Required work:
Output each record below exactly, and include all of them.

Exercise material:
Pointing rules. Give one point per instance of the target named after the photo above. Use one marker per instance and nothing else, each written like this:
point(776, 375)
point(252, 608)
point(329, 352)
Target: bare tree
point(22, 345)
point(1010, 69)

Answer for the task:
Pointing rules. Give one point per instance of the target named after the photo above. Use one marker per instance and nothing else, each written like this:
point(776, 375)
point(252, 608)
point(329, 352)
Target: bare tree
point(22, 345)
point(1010, 69)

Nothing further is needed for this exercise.